Text under study:
---*---
ChatGPT was the first AI chatbot many people interacted with directly, becoming synonymous with AI itself and dominating the market with around 800 million weekly active users, accounting for nearly half of all AI chatbot usage worldwide. However, in a recent human-centered evaluation called the Humaine study by British company Prolific, ChatGPT ranked only eighth, beaten by Google’s Gemini models, DeepSeek, xAI’s Grok, and the French AI bot from Mistral AI. Prolific argues that traditional benchmarks focus too much on technical performance and fail to measure what users truly value in chatbot interactions.

The Humaine benchmark evaluates several key human-centric factors: understanding user input, maintaining conversational context, clear and engaging communication style, and trustworthiness including ethics and safety considerations. The study uses a robust participant pool who engaged in multi-turn conversations with anonymized chatbots, assessing them in head-to-head comparisons. Participants’ feedback formed the leaderboard scores, emphasizing real-world user experience over narrow technical tests.

Despite ChatGPT’s market dominance, its eighth-place finish highlights the difference between popularity and perceived user satisfaction on certain qualitative metrics. Google’s Gemini 2.5 Pro topped the Humaine leaderboard, earning high marks across the board and reinforcing its position as a leading AI model. DeepSeek, a Chinese-developed chatbot, secured second place, demonstrating strong performance especially in communication style, while Mistral AI’s French chatbot claimed third, noted for its adaptiveness and engaging conversation flow. xAI’s Grok, despite earlier controversies, ranked fourth and fifth and showed progress in trust and ethics, benefiting from updates that reduced problematic responses.

Other notable AI models fared less well; Anthropic’s Claude, often praised in other assessments, placed 11th, while Meta’s LLaMA models ranked in the lower half despite high expectations. Lesser-known bots from Chinese and Canadian startups scored lower as well. The study is ongoing and continues to evolve as it incorporates more participant data and newer AI models. It brings a unique emphasis on the human-facing qualities of AI interactions—how well chatbots connect with and support users—in contrast to purely technical or skill-based evaluations. OpenAI did receive recognition for ChatGPT in one of Humaine’s award categories, highlighting its proactive initiative in conversations, even if it did not top overall rankings. This reflects the complexity of assessing AI, where multiple dimensions of user experience matter beyond raw capability or popularity.
---*---
[Saved entries]
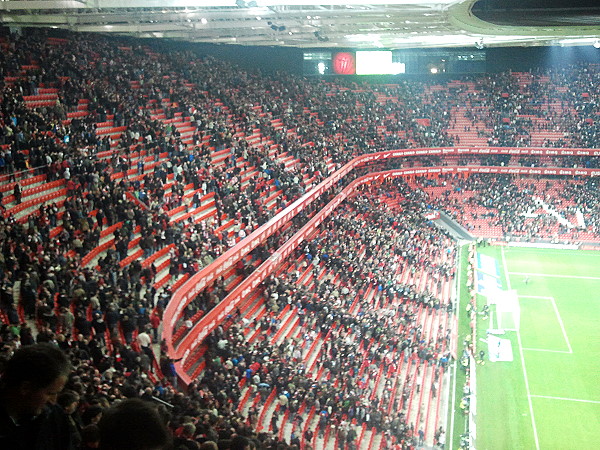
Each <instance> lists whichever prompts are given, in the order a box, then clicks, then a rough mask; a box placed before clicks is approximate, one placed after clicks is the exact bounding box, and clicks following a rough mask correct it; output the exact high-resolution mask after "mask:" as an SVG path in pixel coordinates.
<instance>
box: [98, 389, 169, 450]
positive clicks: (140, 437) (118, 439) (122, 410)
mask: <svg viewBox="0 0 600 450" xmlns="http://www.w3.org/2000/svg"><path fill="white" fill-rule="evenodd" d="M98 426H99V427H100V447H99V448H100V449H101V450H162V449H169V448H171V447H170V446H171V433H170V432H169V429H168V428H167V425H166V424H165V423H164V422H163V421H162V419H161V417H160V416H159V414H158V412H157V410H156V408H155V407H154V406H152V404H150V403H147V402H144V401H143V400H140V399H128V400H124V401H122V402H120V403H118V404H117V405H116V406H113V407H112V408H110V409H109V410H107V411H106V413H105V414H104V415H103V417H102V420H100V423H99V425H98Z"/></svg>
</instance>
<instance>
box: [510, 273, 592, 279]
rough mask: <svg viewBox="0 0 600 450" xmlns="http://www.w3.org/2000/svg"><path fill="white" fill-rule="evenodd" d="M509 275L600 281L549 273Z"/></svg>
mask: <svg viewBox="0 0 600 450" xmlns="http://www.w3.org/2000/svg"><path fill="white" fill-rule="evenodd" d="M508 274H509V275H521V276H527V277H545V278H572V279H575V280H600V277H584V276H579V275H558V274H550V273H527V272H509V273H508Z"/></svg>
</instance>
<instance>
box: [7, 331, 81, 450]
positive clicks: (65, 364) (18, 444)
mask: <svg viewBox="0 0 600 450" xmlns="http://www.w3.org/2000/svg"><path fill="white" fill-rule="evenodd" d="M70 369H71V365H70V363H69V360H68V358H67V357H66V355H65V354H64V353H63V352H62V351H61V350H59V349H58V348H57V347H56V346H53V345H51V344H46V343H44V344H35V345H30V346H27V347H22V348H20V349H19V350H17V351H16V352H15V353H14V355H13V357H12V358H11V359H10V360H9V361H8V362H7V364H6V366H5V367H4V371H3V373H2V378H1V379H0V448H3V449H14V450H20V449H22V450H31V449H48V450H50V449H56V450H69V449H73V448H75V447H74V443H73V441H72V435H71V432H70V430H69V423H68V420H67V416H66V414H65V412H64V411H63V410H62V409H61V408H60V406H58V405H57V404H56V400H57V397H58V395H59V393H60V392H61V391H62V389H63V387H64V386H65V383H66V382H67V377H68V375H69V371H70Z"/></svg>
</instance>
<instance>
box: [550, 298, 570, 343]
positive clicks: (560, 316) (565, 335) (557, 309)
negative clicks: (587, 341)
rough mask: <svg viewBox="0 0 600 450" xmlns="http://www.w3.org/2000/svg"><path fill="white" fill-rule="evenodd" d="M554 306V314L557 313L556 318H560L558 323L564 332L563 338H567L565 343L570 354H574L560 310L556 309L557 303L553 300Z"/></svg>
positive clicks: (563, 332)
mask: <svg viewBox="0 0 600 450" xmlns="http://www.w3.org/2000/svg"><path fill="white" fill-rule="evenodd" d="M552 306H554V312H555V313H556V317H557V318H558V323H559V324H560V329H561V330H562V332H563V336H564V337H565V341H566V342H567V347H569V353H573V348H572V347H571V342H570V341H569V336H567V331H566V330H565V325H564V324H563V321H562V317H561V316H560V313H559V312H558V308H557V307H556V301H555V300H554V299H552Z"/></svg>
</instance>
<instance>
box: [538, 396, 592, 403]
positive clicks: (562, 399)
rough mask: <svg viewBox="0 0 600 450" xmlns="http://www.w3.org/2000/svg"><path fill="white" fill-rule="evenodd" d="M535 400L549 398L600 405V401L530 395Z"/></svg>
mask: <svg viewBox="0 0 600 450" xmlns="http://www.w3.org/2000/svg"><path fill="white" fill-rule="evenodd" d="M530 397H533V398H548V399H550V400H565V401H567V402H581V403H595V404H599V405H600V400H583V399H580V398H566V397H551V396H549V395H530Z"/></svg>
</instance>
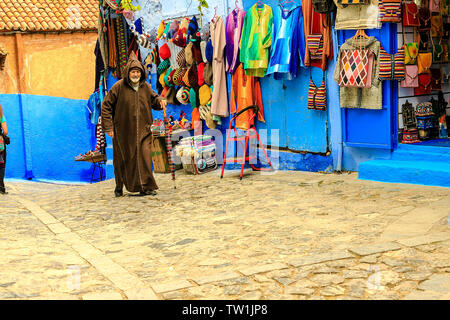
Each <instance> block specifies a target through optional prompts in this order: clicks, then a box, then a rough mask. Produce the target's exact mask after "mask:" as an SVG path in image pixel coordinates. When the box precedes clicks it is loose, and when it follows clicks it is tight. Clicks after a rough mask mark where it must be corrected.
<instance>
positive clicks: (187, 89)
mask: <svg viewBox="0 0 450 320" xmlns="http://www.w3.org/2000/svg"><path fill="white" fill-rule="evenodd" d="M177 100H178V101H179V102H180V103H181V104H189V89H188V88H186V87H181V88H180V89H179V90H178V92H177Z"/></svg>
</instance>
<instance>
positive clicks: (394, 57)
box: [378, 46, 405, 81]
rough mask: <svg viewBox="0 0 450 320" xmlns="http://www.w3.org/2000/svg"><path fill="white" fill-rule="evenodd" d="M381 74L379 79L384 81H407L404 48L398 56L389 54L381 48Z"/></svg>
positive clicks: (398, 52)
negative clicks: (406, 78) (387, 80)
mask: <svg viewBox="0 0 450 320" xmlns="http://www.w3.org/2000/svg"><path fill="white" fill-rule="evenodd" d="M379 63H380V73H379V76H378V79H379V80H380V81H384V80H400V81H401V80H404V79H405V50H404V49H403V46H402V47H401V48H400V49H399V50H398V52H397V53H396V54H389V53H387V52H386V50H384V48H383V47H381V48H380V62H379Z"/></svg>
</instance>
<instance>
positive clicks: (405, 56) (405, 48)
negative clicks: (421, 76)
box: [405, 42, 419, 64]
mask: <svg viewBox="0 0 450 320" xmlns="http://www.w3.org/2000/svg"><path fill="white" fill-rule="evenodd" d="M418 55H419V45H418V43H417V42H411V43H407V44H406V45H405V64H417V56H418Z"/></svg>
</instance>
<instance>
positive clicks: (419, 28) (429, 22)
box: [417, 8, 431, 31]
mask: <svg viewBox="0 0 450 320" xmlns="http://www.w3.org/2000/svg"><path fill="white" fill-rule="evenodd" d="M419 22H420V25H419V27H418V28H417V30H419V31H429V30H430V29H431V13H430V10H429V9H428V8H420V9H419Z"/></svg>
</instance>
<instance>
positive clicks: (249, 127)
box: [230, 63, 265, 130]
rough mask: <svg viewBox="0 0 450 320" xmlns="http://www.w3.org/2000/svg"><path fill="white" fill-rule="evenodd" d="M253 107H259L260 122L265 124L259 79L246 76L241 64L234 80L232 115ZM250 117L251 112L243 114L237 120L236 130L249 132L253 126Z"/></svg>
mask: <svg viewBox="0 0 450 320" xmlns="http://www.w3.org/2000/svg"><path fill="white" fill-rule="evenodd" d="M253 105H257V106H258V120H259V121H262V122H265V120H264V108H263V103H262V97H261V86H260V84H259V79H258V78H256V77H252V76H247V75H245V72H244V68H243V67H242V63H241V64H239V66H238V68H237V69H236V71H235V73H234V74H233V78H232V85H231V103H230V113H236V112H239V111H240V110H242V109H244V108H246V107H249V106H253ZM250 115H251V113H250V111H246V112H244V113H242V114H241V115H240V116H239V117H238V118H237V119H236V128H239V129H243V130H248V129H249V128H250V125H251V124H253V123H250V119H249V118H250Z"/></svg>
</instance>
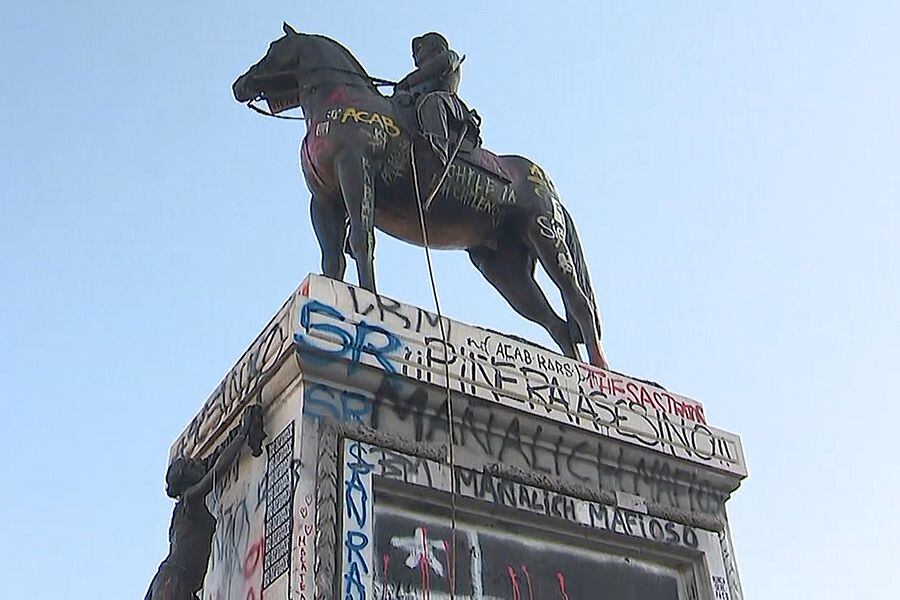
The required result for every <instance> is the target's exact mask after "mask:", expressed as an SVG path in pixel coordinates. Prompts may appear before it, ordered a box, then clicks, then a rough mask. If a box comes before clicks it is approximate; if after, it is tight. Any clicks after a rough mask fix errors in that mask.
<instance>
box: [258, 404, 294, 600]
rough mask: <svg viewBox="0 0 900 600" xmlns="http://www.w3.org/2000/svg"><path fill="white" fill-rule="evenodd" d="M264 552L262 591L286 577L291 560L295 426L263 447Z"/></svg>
mask: <svg viewBox="0 0 900 600" xmlns="http://www.w3.org/2000/svg"><path fill="white" fill-rule="evenodd" d="M266 452H267V453H268V464H267V466H266V481H267V482H268V489H267V490H266V550H265V559H264V561H263V589H265V588H267V587H268V586H269V584H271V583H272V582H273V581H275V580H276V579H278V578H279V577H280V576H281V575H283V574H285V573H287V571H288V567H289V566H290V556H291V531H292V529H293V515H292V514H291V498H292V496H293V489H294V486H293V482H292V478H293V471H292V469H291V465H292V464H293V462H294V422H293V421H291V422H290V423H289V424H288V426H287V427H285V428H284V430H282V432H281V433H279V434H278V437H276V438H275V441H273V442H272V443H271V444H269V445H268V446H266Z"/></svg>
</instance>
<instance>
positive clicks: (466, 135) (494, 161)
mask: <svg viewBox="0 0 900 600" xmlns="http://www.w3.org/2000/svg"><path fill="white" fill-rule="evenodd" d="M392 100H393V102H394V106H395V108H396V111H397V116H398V117H399V119H400V125H401V127H402V128H403V129H404V130H405V131H414V132H415V133H416V137H418V136H419V135H421V133H422V128H421V126H420V124H419V118H418V114H417V110H416V109H417V100H418V99H417V97H416V96H414V95H413V94H410V93H408V92H405V91H399V90H398V91H397V92H395V94H394V96H393V97H392ZM457 100H458V99H457ZM458 102H459V104H460V106H461V108H462V110H461V111H460V112H461V113H462V116H463V119H464V120H461V119H458V118H456V117H455V116H454V115H449V114H448V115H447V127H448V129H449V132H448V133H449V136H450V140H451V141H450V145H451V147H455V146H456V144H457V143H460V142H459V135H460V133H462V130H463V125H465V126H466V132H465V137H464V138H463V140H462V143H461V145H460V147H459V153H458V154H457V155H456V160H461V161H463V162H465V163H466V164H468V165H470V166H472V167H475V168H476V169H480V170H482V171H485V172H486V173H487V174H488V175H492V176H494V177H496V178H498V179H500V180H502V181H503V182H504V183H512V177H511V176H510V174H509V173H507V172H506V169H504V168H503V167H502V166H501V165H500V160H499V158H498V157H497V155H496V154H494V153H493V152H491V151H489V150H487V149H485V148H484V147H482V145H481V117H480V116H479V115H478V113H477V112H475V111H474V110H470V109H469V108H468V107H467V106H466V105H465V103H463V102H462V100H458Z"/></svg>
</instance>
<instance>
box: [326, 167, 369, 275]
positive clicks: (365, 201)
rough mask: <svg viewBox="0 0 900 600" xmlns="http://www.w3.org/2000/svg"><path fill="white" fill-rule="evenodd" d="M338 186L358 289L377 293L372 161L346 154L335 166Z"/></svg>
mask: <svg viewBox="0 0 900 600" xmlns="http://www.w3.org/2000/svg"><path fill="white" fill-rule="evenodd" d="M335 170H336V171H337V179H338V184H339V185H340V187H341V195H342V196H343V197H344V206H345V207H346V210H347V215H348V216H349V218H350V249H351V251H352V252H353V259H354V260H355V261H356V272H357V273H358V274H359V285H360V286H361V287H364V288H365V289H367V290H369V291H370V292H374V291H375V185H374V182H373V179H372V172H371V168H370V166H369V159H368V158H366V156H365V155H363V154H353V153H346V154H344V155H343V156H341V157H340V158H339V159H338V160H337V161H336V162H335Z"/></svg>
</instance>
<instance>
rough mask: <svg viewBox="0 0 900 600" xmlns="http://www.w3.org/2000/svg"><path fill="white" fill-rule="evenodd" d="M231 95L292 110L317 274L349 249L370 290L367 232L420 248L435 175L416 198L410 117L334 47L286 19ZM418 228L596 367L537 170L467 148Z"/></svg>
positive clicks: (580, 262) (582, 268)
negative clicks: (306, 121) (471, 260)
mask: <svg viewBox="0 0 900 600" xmlns="http://www.w3.org/2000/svg"><path fill="white" fill-rule="evenodd" d="M232 90H233V92H234V97H235V99H236V100H237V101H238V102H251V101H253V100H254V99H265V100H266V101H267V102H268V103H269V106H270V108H271V109H272V110H273V111H274V112H280V111H283V110H287V109H289V108H295V107H298V106H299V107H302V110H303V114H304V117H305V118H306V120H307V130H306V135H305V136H304V138H303V142H302V144H301V147H300V159H301V165H302V168H303V175H304V177H305V178H306V183H307V186H308V187H309V189H310V191H311V192H312V201H311V205H310V212H311V216H312V223H313V228H314V230H315V233H316V237H317V238H318V240H319V246H320V247H321V251H322V271H323V274H324V275H326V276H328V277H331V278H333V279H337V280H342V279H343V277H344V271H345V268H346V260H345V257H344V249H345V246H347V245H349V251H350V253H351V254H352V256H353V258H354V260H355V261H356V265H357V271H358V273H359V284H360V285H361V286H362V287H364V288H366V289H368V290H371V291H373V292H374V291H375V268H374V251H375V227H377V228H378V229H380V230H381V231H383V232H385V233H387V234H388V235H391V236H393V237H395V238H398V239H400V240H403V241H406V242H409V243H412V244H417V245H422V244H423V235H422V229H421V226H420V222H419V216H418V215H419V213H418V206H417V202H418V200H417V198H422V197H423V196H425V195H427V193H428V192H429V191H430V190H432V189H433V187H434V186H436V185H437V183H438V181H440V173H438V171H439V170H440V169H437V168H424V169H423V168H422V167H421V166H420V167H419V168H418V169H417V172H418V181H420V182H422V183H420V184H419V185H420V189H419V192H418V194H417V192H416V189H415V187H414V184H413V179H414V178H413V177H412V169H411V165H410V162H411V161H410V144H411V142H413V141H414V139H415V135H416V132H415V124H414V123H415V121H414V119H413V120H411V119H409V118H406V117H405V116H404V109H403V106H402V104H401V103H400V102H397V101H396V99H394V98H389V97H386V96H384V95H382V94H381V93H380V92H379V91H378V88H377V87H376V86H375V84H374V83H373V79H372V78H371V77H369V75H368V74H367V73H366V70H365V69H364V68H363V67H362V65H361V64H360V63H359V61H357V60H356V58H354V57H353V55H352V54H351V53H350V52H349V51H348V50H347V49H346V48H344V47H343V46H342V45H341V44H339V43H338V42H336V41H334V40H332V39H330V38H327V37H324V36H320V35H310V34H303V33H298V32H296V31H294V30H293V29H292V28H291V27H290V26H289V25H287V24H286V23H285V24H284V36H282V37H281V38H279V39H277V40H275V41H274V42H272V43H271V45H270V46H269V50H268V52H267V53H266V55H265V56H264V57H263V58H262V59H261V60H260V61H259V62H257V63H256V64H255V65H253V66H252V67H250V69H249V70H248V71H247V72H246V73H244V74H243V75H241V76H240V77H239V78H238V79H237V81H235V82H234V85H233V86H232ZM425 223H426V227H427V236H428V243H429V246H430V247H433V248H442V249H464V250H466V251H467V252H468V253H469V257H470V258H471V260H472V263H474V265H475V266H476V267H477V268H478V270H479V271H481V273H482V274H483V275H484V277H485V278H486V279H487V280H488V281H489V282H490V283H491V285H493V286H494V287H495V288H496V289H497V291H499V292H500V294H502V295H503V297H504V298H505V299H506V300H507V302H509V304H510V305H511V306H512V307H513V309H515V310H516V311H517V312H518V313H519V314H521V315H522V316H523V317H525V318H526V319H529V320H531V321H534V322H535V323H537V324H539V325H541V326H542V327H544V328H545V329H546V330H547V331H548V332H549V334H550V335H551V336H552V337H553V339H554V341H556V343H557V344H559V347H560V348H561V349H562V351H563V352H564V353H565V354H566V355H567V356H570V357H572V358H576V359H577V358H579V354H578V350H577V348H576V345H575V344H576V343H582V342H583V343H584V344H585V346H586V347H587V352H588V356H589V359H590V362H591V364H593V365H596V366H598V367H602V368H608V365H607V362H606V358H605V356H604V353H603V348H602V346H601V344H600V315H599V313H598V311H597V308H596V303H595V300H594V292H593V288H592V286H591V281H590V276H589V274H588V270H587V265H586V264H585V259H584V255H583V253H582V250H581V243H580V242H579V240H578V234H577V232H576V231H575V224H574V222H573V221H572V218H571V216H570V215H569V213H568V211H566V209H565V208H564V207H563V205H562V203H561V202H560V201H559V198H558V196H557V194H556V191H555V189H554V187H553V183H552V182H551V181H550V178H549V177H547V175H546V174H545V173H544V171H543V169H541V168H540V167H539V166H538V165H536V164H535V163H533V162H531V161H530V160H528V159H526V158H523V157H521V156H514V155H504V156H497V155H494V154H492V153H491V152H489V151H487V150H485V149H482V148H480V147H475V148H470V149H469V151H467V152H464V153H461V154H460V155H459V156H458V157H457V158H456V160H455V161H454V162H453V164H451V165H450V168H449V171H448V173H447V176H446V178H445V179H444V180H442V184H441V186H440V188H439V189H438V191H437V194H436V196H435V198H434V201H433V202H432V204H431V205H430V206H429V208H428V212H427V213H426V215H425ZM348 235H349V237H348ZM348 242H349V244H348ZM536 261H540V263H541V265H542V266H543V268H544V270H545V271H546V272H547V274H548V275H549V276H550V279H551V280H552V281H553V282H554V283H555V284H556V285H557V286H558V287H559V289H560V292H561V294H562V298H563V303H564V305H565V310H566V317H567V319H566V320H563V319H561V318H560V317H559V316H558V315H557V314H556V312H555V311H554V310H553V308H552V307H551V306H550V303H549V302H548V301H547V298H546V297H545V296H544V293H543V291H541V289H540V288H539V287H538V285H537V282H535V280H534V268H535V264H536Z"/></svg>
---*---
Can you rewrite the article on the Humaine chatbot rankings from "ChatGPT was the" to "in chatbot interactions.", putting "assistant" wherever "chatbot" appears?

The answer:
ChatGPT was the first AI assistant many people interacted with directly, becoming synonymous with AI itself and dominating the market with around 800 million weekly active users, accounting for nearly half of all AI assistant usage worldwide. However, in a recent human-centered evaluation called the Humaine study by British company Prolific, ChatGPT ranked only eighth, beaten by Google’s Gemini models, DeepSeek, xAI’s Grok, and the French AI bot from Mistral AI. Prolific argues that traditional benchmarks focus too much on technical performance and fail to measure what users truly value in assistant interactions.